Start of TASK DATA

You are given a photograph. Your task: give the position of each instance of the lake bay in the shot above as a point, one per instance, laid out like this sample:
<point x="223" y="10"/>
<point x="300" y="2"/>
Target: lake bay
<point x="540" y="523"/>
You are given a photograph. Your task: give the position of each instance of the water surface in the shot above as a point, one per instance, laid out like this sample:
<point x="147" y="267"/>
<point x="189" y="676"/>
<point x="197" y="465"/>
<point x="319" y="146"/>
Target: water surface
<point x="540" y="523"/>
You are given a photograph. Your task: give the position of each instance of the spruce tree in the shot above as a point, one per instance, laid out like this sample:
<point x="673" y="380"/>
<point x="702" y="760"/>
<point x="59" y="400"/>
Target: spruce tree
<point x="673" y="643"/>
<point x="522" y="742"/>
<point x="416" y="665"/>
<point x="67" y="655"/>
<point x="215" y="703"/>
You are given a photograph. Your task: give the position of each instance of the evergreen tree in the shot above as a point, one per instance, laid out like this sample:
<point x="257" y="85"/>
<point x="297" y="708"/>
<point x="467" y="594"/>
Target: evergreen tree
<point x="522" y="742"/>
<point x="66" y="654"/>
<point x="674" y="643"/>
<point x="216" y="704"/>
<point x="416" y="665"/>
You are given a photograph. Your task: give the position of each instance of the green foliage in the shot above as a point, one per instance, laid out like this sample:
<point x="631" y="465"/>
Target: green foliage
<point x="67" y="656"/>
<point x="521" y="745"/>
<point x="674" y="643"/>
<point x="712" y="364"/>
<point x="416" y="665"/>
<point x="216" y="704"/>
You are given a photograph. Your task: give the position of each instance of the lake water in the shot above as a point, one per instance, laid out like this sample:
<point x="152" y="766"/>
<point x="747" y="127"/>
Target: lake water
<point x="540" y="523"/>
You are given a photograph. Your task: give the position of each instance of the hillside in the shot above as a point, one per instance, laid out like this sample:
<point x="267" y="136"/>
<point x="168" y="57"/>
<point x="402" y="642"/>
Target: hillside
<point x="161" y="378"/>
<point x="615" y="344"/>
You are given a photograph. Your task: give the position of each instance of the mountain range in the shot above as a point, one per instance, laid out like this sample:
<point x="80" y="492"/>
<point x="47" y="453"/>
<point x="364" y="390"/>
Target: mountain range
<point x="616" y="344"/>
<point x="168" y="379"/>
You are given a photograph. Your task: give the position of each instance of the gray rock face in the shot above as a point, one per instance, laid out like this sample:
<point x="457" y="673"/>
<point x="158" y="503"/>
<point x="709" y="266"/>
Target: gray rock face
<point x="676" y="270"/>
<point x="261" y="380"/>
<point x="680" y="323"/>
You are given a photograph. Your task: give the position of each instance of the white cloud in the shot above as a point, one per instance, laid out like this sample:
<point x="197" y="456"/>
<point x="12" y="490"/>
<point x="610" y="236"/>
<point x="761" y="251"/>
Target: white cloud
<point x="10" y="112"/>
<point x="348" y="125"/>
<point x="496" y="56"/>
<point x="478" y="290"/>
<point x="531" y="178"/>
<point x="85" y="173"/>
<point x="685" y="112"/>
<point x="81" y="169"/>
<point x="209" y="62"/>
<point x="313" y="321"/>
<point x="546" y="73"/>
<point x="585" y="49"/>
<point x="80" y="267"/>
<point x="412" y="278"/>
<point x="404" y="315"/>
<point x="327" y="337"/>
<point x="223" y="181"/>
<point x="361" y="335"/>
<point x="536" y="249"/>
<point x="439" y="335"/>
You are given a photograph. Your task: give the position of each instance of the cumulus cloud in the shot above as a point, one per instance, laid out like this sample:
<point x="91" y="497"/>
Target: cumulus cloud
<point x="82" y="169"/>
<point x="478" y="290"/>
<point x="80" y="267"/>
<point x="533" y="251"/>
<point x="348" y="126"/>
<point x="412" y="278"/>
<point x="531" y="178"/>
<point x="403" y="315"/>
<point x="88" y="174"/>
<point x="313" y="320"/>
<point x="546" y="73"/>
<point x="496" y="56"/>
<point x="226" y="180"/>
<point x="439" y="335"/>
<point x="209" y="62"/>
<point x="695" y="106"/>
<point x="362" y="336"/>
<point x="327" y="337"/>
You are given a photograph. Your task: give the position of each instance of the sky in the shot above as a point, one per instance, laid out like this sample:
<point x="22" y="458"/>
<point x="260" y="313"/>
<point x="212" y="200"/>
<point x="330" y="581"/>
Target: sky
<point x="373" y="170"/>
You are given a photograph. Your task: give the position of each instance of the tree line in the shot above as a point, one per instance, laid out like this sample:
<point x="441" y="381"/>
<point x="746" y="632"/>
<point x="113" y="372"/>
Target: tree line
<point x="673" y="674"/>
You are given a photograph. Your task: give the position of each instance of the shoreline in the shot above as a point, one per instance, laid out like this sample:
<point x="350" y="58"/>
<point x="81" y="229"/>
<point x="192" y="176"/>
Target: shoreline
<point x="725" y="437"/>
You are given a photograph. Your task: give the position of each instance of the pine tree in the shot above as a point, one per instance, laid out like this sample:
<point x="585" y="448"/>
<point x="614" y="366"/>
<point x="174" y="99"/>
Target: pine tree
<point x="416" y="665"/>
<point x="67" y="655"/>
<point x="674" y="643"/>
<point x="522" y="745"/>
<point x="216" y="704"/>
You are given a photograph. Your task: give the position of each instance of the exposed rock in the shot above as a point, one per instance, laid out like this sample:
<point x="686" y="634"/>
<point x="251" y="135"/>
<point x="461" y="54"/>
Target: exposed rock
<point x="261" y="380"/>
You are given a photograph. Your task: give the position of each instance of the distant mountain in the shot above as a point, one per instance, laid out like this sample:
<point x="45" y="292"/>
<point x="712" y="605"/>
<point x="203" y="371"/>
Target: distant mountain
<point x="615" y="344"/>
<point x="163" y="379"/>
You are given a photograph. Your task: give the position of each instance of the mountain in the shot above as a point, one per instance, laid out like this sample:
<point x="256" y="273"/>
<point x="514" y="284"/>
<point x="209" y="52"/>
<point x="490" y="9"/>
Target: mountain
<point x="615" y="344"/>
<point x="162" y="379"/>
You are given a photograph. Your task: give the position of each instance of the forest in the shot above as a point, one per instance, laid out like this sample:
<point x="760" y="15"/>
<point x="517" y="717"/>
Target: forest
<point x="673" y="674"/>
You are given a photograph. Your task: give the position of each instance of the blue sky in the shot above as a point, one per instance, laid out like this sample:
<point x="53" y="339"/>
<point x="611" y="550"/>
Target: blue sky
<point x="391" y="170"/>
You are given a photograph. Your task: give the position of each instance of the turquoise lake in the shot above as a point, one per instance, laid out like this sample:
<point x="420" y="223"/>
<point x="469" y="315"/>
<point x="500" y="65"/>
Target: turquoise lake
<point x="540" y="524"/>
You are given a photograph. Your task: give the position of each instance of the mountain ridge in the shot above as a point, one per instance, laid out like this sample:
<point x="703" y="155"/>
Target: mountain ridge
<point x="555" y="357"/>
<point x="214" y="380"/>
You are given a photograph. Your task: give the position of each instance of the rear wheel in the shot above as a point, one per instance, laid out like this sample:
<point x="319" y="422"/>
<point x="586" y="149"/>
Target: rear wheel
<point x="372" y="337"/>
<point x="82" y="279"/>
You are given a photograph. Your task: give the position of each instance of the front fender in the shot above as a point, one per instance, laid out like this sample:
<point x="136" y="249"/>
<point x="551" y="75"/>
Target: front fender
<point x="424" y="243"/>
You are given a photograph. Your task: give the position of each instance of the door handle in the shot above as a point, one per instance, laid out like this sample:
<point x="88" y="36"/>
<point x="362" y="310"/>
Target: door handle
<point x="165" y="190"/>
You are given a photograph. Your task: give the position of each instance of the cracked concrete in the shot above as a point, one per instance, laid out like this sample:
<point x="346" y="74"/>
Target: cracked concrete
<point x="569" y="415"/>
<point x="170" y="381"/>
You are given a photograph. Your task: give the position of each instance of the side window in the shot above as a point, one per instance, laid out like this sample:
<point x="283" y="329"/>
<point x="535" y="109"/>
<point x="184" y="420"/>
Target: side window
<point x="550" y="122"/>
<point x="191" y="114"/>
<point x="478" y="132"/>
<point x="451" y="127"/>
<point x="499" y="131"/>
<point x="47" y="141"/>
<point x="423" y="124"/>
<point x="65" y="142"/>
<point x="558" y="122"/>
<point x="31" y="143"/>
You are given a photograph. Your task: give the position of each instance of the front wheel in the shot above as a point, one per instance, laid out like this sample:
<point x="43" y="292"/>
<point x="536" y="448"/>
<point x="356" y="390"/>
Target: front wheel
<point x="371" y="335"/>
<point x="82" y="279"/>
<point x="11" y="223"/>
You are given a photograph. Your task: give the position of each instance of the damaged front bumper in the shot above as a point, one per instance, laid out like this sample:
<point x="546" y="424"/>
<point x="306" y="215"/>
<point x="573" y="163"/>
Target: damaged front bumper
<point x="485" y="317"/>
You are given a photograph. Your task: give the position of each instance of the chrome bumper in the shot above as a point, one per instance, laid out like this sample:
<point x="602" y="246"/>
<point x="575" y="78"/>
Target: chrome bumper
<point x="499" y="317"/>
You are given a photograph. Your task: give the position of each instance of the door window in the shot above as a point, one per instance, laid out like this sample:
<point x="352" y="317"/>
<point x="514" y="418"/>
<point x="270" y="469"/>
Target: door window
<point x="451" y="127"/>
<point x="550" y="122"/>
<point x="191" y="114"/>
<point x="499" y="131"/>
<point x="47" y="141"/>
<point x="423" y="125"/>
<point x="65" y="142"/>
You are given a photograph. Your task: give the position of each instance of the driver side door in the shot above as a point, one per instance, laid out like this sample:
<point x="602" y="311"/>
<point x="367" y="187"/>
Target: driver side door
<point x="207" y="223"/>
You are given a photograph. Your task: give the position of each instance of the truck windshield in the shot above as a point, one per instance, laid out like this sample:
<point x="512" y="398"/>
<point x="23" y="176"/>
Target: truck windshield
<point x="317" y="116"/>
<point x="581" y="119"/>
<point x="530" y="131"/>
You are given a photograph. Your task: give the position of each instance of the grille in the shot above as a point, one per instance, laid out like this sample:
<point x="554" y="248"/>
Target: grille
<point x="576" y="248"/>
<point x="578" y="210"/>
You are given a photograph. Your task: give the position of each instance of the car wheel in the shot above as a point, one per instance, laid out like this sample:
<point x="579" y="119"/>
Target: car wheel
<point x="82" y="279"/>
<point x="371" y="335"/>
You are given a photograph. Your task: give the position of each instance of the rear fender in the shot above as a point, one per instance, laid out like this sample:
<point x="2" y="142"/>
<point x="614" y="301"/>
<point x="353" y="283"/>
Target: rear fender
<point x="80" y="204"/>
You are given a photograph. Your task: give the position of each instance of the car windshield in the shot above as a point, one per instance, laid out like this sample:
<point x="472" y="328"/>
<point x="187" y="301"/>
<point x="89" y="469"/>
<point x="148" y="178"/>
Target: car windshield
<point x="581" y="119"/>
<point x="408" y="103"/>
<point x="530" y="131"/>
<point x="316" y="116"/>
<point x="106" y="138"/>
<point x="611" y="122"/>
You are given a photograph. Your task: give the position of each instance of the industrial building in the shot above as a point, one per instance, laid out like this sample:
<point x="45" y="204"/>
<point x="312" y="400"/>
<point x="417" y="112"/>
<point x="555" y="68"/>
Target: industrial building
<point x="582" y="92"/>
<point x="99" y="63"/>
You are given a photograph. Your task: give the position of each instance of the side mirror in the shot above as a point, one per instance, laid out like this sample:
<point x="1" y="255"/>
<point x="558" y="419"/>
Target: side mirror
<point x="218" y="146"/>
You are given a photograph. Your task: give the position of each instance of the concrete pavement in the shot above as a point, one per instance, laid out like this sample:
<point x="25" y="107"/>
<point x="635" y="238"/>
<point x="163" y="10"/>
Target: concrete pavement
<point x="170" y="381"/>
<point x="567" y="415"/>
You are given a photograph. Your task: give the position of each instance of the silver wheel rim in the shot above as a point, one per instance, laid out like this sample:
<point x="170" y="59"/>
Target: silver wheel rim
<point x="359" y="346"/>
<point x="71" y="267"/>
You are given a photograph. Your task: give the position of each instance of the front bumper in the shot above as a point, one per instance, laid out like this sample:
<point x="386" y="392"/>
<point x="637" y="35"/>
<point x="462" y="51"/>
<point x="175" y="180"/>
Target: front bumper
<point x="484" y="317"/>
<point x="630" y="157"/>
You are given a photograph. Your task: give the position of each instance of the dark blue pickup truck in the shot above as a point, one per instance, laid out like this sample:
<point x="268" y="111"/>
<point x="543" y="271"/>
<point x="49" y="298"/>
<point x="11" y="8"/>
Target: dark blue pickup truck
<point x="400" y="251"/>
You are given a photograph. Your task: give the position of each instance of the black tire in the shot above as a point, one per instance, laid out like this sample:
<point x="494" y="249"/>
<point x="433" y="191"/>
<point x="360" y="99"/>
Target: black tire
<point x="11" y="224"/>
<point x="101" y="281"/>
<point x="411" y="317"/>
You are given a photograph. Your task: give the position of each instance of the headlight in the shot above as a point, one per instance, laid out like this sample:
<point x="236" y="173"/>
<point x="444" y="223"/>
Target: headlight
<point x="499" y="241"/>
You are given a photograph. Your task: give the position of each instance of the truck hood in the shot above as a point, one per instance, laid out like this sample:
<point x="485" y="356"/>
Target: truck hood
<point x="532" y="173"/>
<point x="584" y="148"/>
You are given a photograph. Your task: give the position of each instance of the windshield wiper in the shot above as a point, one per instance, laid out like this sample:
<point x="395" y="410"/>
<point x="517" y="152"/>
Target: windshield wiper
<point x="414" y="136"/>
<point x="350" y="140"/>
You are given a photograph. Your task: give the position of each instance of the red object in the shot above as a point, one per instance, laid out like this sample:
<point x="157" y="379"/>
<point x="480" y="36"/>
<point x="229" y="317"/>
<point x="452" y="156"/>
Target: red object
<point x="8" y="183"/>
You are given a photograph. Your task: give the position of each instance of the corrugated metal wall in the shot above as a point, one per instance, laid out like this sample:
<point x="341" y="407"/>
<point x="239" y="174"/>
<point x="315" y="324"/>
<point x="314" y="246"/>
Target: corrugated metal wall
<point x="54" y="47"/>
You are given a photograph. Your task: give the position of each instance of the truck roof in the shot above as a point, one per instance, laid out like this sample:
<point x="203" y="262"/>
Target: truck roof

End of TASK DATA

(REQUEST): Quote the line that contains "the truck hood" and each line after it through the end of the data, exactly, leaving out everything else.

(SOLUTION FOR THIS PROBLEM):
You are given a photograph. Your task: give the position of each instance of the truck hood in the shot above as a point, one per instance, laid out like this sample:
<point x="485" y="356"/>
Target: truck hood
<point x="532" y="173"/>
<point x="584" y="148"/>
You are given a photograph. Your task: give the position of each instance of the windshield wiper in the shot above as a point, one per instance, laid out like this sample:
<point x="395" y="410"/>
<point x="517" y="152"/>
Target: windshield wiper
<point x="414" y="136"/>
<point x="350" y="140"/>
You are given a photograph. Your task: give the position of each instance of the red object in the shot above as a point, one per instance, laid out like this sample:
<point x="157" y="379"/>
<point x="480" y="36"/>
<point x="229" y="317"/>
<point x="452" y="156"/>
Target: red object
<point x="8" y="183"/>
You are given a photograph. Your task: give the position of each instance of the corrugated metal wall in the shot above as a point, one per instance, laid out like this sample:
<point x="341" y="407"/>
<point x="239" y="174"/>
<point x="315" y="324"/>
<point x="314" y="246"/>
Target: corrugated metal wall
<point x="54" y="47"/>
You are given a photograph. Your task: give the position of each instance of the truck roof in the shot above as a point, one per instance, laid out like this sample:
<point x="203" y="262"/>
Target: truck roof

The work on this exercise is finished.